Problem set
1: In the retail software passage, what accounts for the premium price of customisations from a turnkey vendor?
2: Retype a portion of the retail software passage word for word: begin at the words "This principal of" and stop after "experimental pilot projects.".
3: Decide whether each statement agrees with the retail software passage, giving yes or no and quoting the words that settle it: (a) Open Plus Ltd uses license-free base system technologies. (b) Traditional retail solutions vendors are passing open source cost reductions on to their clients. (c) Most traditional vendors keep software development in-house.

Document excerpt

═══

Having chosen a vendor and committed to the base license costs of the relevant system modules the multi-channel retailer has stepped deeply into a relationship with the software vendor. The software vendor is now in a unique position to serve the changing business requirements of the retailer. As the creator and license owner of the base system, the turnkey software vendor appears to be the only outlet for customisation assistance. Large proprietary base software systems bring with them a large burden of knowledge management and transfer, software professionals can’t simply be recruited with fully fledged and relevant skills, training and retaining software professionals in the unique base system therefore accounts for the premium price tag which accompanies such customisations.

This principal of premium service costs and vendor lock-in, pivots around the retailers need to license a base system. Were the base system open and accessible to all software vendors to modify, the premium chargeable for those skills would be reduced significantly, and with the increased competition, the imperative to better serve the retailer’s needs, conversely, would increase. Similarly, if the base system came without license costs, there would be significantly less constraint on the retailer with respect to innovative or experimental pilot projects.

Today the open source movement boasts many fully fledged base-system products for the multi-channel retail market and with these products a new class of software vendor has emerged. Open Plus Ltd is such a software vendor, bringing industry vertical awareness once seen only in the turnkey providers yet using license free base system technologies and open standards that allow the retailer both to swap vendor at their leisure and focus investment on the uniqueness of their business rather than on a generic system that then must be modified at a premium. Because software vendors like Open Plus employ open standards in their software customisations, the ready availability of capable staff allows them to scale faster and access fully-formed knowledge workers in a fraction of the time a traditional proprietary vendor might.

The traditional retail solutions vendors see the value of open source too. Increasingly their product development includes open source products, yet there’s not much evidence that these cost reductions are being passed on to the client. Perhaps the reasons for this are best illustrated by their ambivalence to open source. Scare stories about the lack of security involved in community projects abound, yet since most of the vendors outsource software development to developing countries, the model differs little. The criticism not only reveals a lack of understanding of open source, but of security issues in general. To make real gains from open source software that can be passed to the client, a business needs a complimentary culture not a set of internal conflicts.

═══

Provided data
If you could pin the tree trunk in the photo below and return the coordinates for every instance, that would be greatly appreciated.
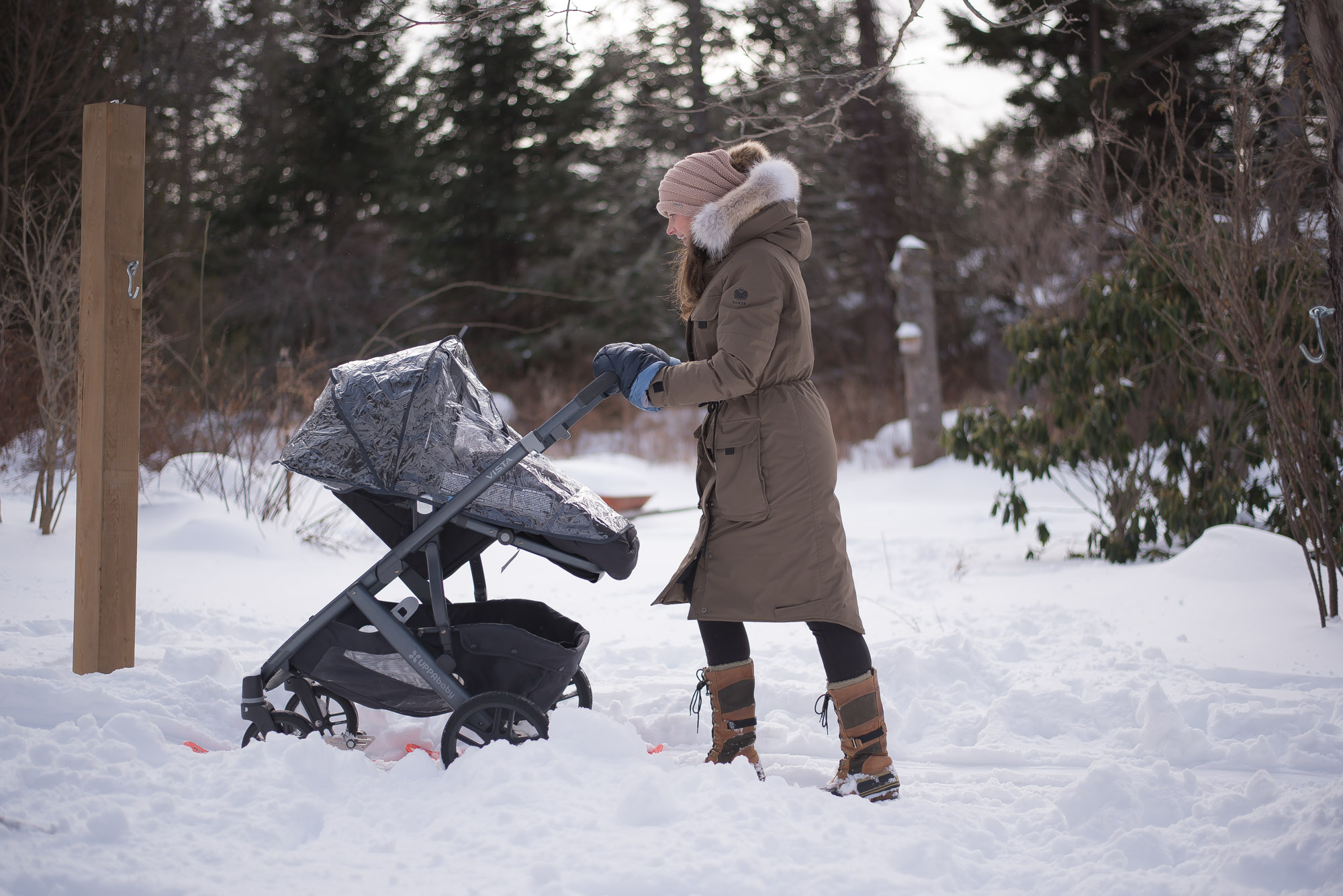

═══

Expected responses
1: Training and retaining software professionals in the unique base system accounts for the premium price.

2:
This principal of premium service costs and vendor lock-in, pivots around the retailers need to license a base system. Were the base system open and accessible to all software vendors to modify, the premium chargeable for those skills would be reduced significantly, and with the increased competition, the imperative to better serve the retailer’s needs, conversely, would increase. Similarly, if the base system came without license costs, there would be significantly less constraint on the retailer with respect to innovative or experimental pilot projects.

3:
(a) Yes: "using license free base system technologies and open standards"
(b) No: "there’s not much evidence that these cost reductions are being passed on to the client"
(c) No: "most of the vendors outsource software development to developing countries"